[Goal] Present every row below as a Markdown table with two columns, Number and Line. Number the lines in order and leave out blank ones.

[Task input]
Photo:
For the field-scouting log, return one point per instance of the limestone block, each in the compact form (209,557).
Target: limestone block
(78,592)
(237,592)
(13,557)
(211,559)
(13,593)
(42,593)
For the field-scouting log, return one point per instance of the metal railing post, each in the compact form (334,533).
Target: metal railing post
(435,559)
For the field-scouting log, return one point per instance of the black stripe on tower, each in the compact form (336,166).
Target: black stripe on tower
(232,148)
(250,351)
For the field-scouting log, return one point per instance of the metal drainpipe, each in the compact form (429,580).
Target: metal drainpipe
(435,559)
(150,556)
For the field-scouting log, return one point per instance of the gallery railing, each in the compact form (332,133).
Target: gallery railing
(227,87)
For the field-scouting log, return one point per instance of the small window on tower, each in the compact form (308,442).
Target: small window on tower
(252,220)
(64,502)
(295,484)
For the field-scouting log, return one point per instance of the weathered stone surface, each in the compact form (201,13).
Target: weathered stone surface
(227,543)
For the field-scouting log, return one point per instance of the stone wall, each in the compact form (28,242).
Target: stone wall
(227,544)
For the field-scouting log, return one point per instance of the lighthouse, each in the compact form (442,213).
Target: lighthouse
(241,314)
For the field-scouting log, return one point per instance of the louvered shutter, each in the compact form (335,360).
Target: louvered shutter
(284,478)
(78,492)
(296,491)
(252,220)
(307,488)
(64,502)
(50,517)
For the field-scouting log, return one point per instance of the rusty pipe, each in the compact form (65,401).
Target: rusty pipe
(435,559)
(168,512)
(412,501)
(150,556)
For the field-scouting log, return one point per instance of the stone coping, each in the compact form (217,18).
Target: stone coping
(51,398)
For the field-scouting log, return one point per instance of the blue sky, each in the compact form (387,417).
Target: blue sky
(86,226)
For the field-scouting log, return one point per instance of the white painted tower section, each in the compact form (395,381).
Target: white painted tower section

[Answer to this task]
| Number | Line |
|---|---|
| 1 | Photo: |
| 2 | For the field-scouting log, return one point per instance of the limestone block, each in the compact form (209,557). |
| 3 | Target: limestone block |
| 4 | (78,592) |
| 5 | (237,592) |
| 6 | (13,557) |
| 7 | (211,559) |
| 8 | (13,593) |
| 9 | (42,593) |
| 10 | For the field-scouting log, return one point per instance of the metal railing post, each in the compact form (334,533). |
| 11 | Target: metal railing post |
| 12 | (435,559) |
| 13 | For the field-scouting log, return one point per instance of the black stripe on tower, each in the compact form (336,166). |
| 14 | Target: black stripe on tower |
| 15 | (232,148) |
| 16 | (250,351) |
| 17 | For the field-scouting log, return one point per instance of the metal drainpipe, each in the compact form (429,580). |
| 18 | Target: metal drainpipe |
| 19 | (435,559) |
| 20 | (150,556) |
| 21 | For the field-scouting log, return one point per instance of the gallery railing, each in the compact form (332,133). |
| 22 | Target: gallery railing |
| 23 | (227,87) |
| 24 | For the field-scouting log, return one point per instance of the small window on tower, each in the compact form (308,442). |
| 25 | Target: small window on tower |
| 26 | (252,220) |
| 27 | (64,502) |
| 28 | (295,484) |
| 29 | For the field-scouting log, return one point per instance of the weathered stone surface, each in the compact form (201,13). |
| 30 | Target: weathered stone surface |
| 31 | (227,543) |
| 32 | For the field-scouting log, return one point per instance of the stone wall, each in the compact form (28,242). |
| 33 | Target: stone wall |
| 34 | (227,544) |
| 35 | For the field-scouting log, return one point per instance of the lighthouse, each in the compact form (442,213). |
| 36 | Target: lighthouse |
| 37 | (241,314) |
| 38 | For the field-scouting log, return one point per instance of the louvered shutter, each in the compact form (335,360). |
| 39 | Target: louvered shutter |
| 40 | (284,478) |
| 41 | (78,492) |
| 42 | (296,491) |
| 43 | (252,220) |
| 44 | (307,488) |
| 45 | (64,502) |
| 46 | (50,517) |
| 47 | For the field-scouting log, return one point per instance of the rusty pipe, each in the compact form (65,401). |
| 48 | Target: rusty pipe |
| 49 | (435,559) |
| 50 | (168,512) |
| 51 | (412,501) |
| 52 | (150,556) |
| 53 | For the field-scouting log, return one point per instance of the stone coping, each in the compact form (217,18). |
| 54 | Target: stone coping |
| 55 | (51,398) |
| 56 | For the field-scouting log, return one point per instance of the blue sky, each in the compact form (387,417). |
| 57 | Target: blue sky |
| 58 | (86,226) |
| 59 | For the field-scouting log, return one point per instance of the white painted tower section, each in the compact form (395,381). |
| 60 | Target: white painted tower section |